» Task
Reproduce the complete set of records, exactly as they appear.

Dataset records

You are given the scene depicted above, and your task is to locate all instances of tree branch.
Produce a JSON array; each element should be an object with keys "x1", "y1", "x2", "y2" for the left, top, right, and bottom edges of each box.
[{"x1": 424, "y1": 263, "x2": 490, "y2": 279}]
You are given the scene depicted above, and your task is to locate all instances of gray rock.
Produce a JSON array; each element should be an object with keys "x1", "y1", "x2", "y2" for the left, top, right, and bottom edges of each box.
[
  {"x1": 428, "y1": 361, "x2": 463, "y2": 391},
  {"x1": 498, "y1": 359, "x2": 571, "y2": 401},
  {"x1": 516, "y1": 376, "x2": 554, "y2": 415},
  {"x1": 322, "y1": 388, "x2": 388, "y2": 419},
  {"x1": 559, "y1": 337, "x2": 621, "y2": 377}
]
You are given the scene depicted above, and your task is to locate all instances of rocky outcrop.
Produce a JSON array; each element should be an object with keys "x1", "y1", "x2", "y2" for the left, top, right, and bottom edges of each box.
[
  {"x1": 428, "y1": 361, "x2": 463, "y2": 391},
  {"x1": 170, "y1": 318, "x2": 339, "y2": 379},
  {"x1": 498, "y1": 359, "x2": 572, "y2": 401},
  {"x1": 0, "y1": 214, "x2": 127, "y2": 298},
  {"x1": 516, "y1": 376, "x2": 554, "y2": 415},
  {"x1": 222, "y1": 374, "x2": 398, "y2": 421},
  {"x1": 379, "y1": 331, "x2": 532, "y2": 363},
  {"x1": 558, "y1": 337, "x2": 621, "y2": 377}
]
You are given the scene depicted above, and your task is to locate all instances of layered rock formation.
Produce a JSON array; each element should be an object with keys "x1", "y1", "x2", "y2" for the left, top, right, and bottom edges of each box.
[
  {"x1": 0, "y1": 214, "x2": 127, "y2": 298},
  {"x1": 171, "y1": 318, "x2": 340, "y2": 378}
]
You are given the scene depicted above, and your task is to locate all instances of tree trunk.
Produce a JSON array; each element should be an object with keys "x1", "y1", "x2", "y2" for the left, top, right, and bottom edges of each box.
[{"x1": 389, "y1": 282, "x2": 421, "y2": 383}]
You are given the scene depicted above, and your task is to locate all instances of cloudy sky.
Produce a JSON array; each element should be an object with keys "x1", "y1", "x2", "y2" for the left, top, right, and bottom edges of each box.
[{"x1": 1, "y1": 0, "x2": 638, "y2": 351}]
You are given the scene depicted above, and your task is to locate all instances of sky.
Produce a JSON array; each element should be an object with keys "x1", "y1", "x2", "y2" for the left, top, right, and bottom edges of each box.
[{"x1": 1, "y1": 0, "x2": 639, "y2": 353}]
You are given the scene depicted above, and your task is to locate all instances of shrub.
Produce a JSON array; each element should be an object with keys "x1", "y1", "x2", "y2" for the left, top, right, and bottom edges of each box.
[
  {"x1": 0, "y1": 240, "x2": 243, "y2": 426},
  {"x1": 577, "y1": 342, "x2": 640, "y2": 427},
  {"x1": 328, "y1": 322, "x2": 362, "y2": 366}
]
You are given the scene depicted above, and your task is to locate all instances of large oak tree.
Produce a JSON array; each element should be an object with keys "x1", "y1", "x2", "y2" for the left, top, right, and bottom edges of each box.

» Reply to the exercise
You are given the scene depicted above, and your task is to locate all instances of tree branch.
Produce a JSON array; each element should be an object with keys "x1", "y1", "x2", "y2" for the left, top, right, and bottom edges of each box.
[{"x1": 424, "y1": 263, "x2": 490, "y2": 279}]
You are given the scene depicted above, and your task is to locate all instances of gray rock.
Produce a JSON array; each element should be an object with keys "x1", "y1", "x2", "y2" for the left, top, right, and bottom edges of each box.
[
  {"x1": 428, "y1": 361, "x2": 463, "y2": 391},
  {"x1": 498, "y1": 359, "x2": 571, "y2": 401},
  {"x1": 516, "y1": 376, "x2": 554, "y2": 415},
  {"x1": 322, "y1": 388, "x2": 388, "y2": 419},
  {"x1": 559, "y1": 337, "x2": 621, "y2": 377}
]
You are given the scene depicted above, and your task is to locate all instances of rocky outcrop.
Produce a JSON array; each element should be an object with keys "x1", "y1", "x2", "y2" for the left, top, right, and bottom edges of each box.
[
  {"x1": 428, "y1": 361, "x2": 463, "y2": 391},
  {"x1": 170, "y1": 318, "x2": 339, "y2": 379},
  {"x1": 498, "y1": 359, "x2": 572, "y2": 401},
  {"x1": 0, "y1": 214, "x2": 127, "y2": 298},
  {"x1": 516, "y1": 376, "x2": 554, "y2": 415},
  {"x1": 222, "y1": 374, "x2": 398, "y2": 421},
  {"x1": 379, "y1": 331, "x2": 532, "y2": 363},
  {"x1": 558, "y1": 337, "x2": 621, "y2": 377}
]
You are given the scene depicted above, and your task is to locate all instances of layered rock formation.
Produce a JSON array; each element should be an object with keys "x1", "y1", "x2", "y2" for the left, top, right, and bottom edges of each box.
[
  {"x1": 0, "y1": 214, "x2": 127, "y2": 298},
  {"x1": 171, "y1": 318, "x2": 340, "y2": 378}
]
You are given the scene depicted above, and your task is to locate all instances of tree trunk.
Produce a JSON array; each element should be an object with keys "x1", "y1", "x2", "y2" for the left, top, right, and bottom edges of each box.
[{"x1": 389, "y1": 282, "x2": 421, "y2": 383}]
You are given the scene depicted above, and your task is to locate all instances of cloudy sky.
Produce a JSON array; each element should be an object with keys "x1", "y1", "x2", "y2" for the left, top, right, and bottom edges of each box.
[{"x1": 1, "y1": 0, "x2": 638, "y2": 351}]
You are given the scene depicted above, and your task is to locate all instances of sky.
Produce a JSON array; each element should be an object with keys "x1", "y1", "x2", "y2" for the left, top, right, and bottom edges of each box.
[{"x1": 1, "y1": 0, "x2": 639, "y2": 353}]
You are given the scene depicted above, and your task is to locate all instances of shrub.
Produce a JSON array; each element should be an object with keys "x1", "y1", "x2", "y2" for the left, top, right, and bottom edges of each box.
[
  {"x1": 0, "y1": 240, "x2": 243, "y2": 426},
  {"x1": 577, "y1": 342, "x2": 640, "y2": 427},
  {"x1": 328, "y1": 322, "x2": 362, "y2": 366}
]
You are given the scene depicted above, and your task is to locate all instances of large oak tree.
Produce a JSON array; each element should be an object with keys "x1", "y1", "x2", "y2" for the left, top, right, and bottom edges of each box.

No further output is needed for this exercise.